--- Required work ---
Return each line of the records below that contains the string "Target", matching case exactly.

::: Task data :::

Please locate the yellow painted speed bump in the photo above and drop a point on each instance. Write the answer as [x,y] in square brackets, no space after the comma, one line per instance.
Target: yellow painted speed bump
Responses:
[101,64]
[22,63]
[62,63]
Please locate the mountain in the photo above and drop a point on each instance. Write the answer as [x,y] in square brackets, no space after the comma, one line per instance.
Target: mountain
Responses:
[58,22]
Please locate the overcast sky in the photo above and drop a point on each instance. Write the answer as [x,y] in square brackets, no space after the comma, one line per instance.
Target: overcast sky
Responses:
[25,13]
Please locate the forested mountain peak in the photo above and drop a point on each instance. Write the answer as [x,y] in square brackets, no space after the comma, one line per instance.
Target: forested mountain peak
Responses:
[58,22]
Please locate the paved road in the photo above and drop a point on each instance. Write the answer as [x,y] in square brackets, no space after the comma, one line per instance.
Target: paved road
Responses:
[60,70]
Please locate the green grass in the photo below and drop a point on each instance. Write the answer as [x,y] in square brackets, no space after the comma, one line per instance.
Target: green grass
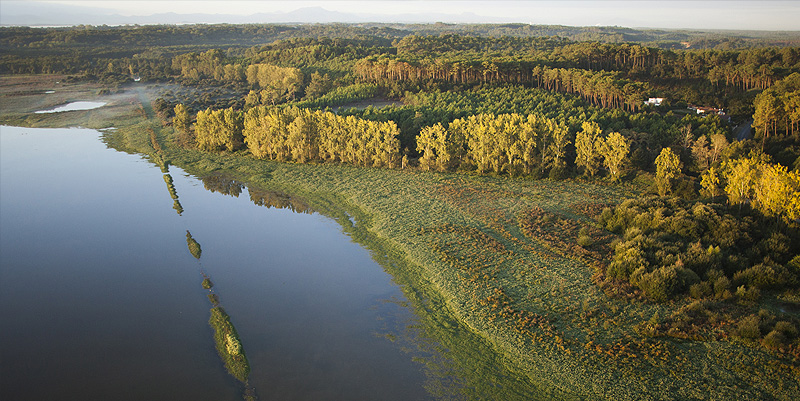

:::

--- Task response ---
Target: yellow painted speed bump
Target: mountain
Target: overcast sky
Target: forested mountain peak
Target: paved road
Target: green grass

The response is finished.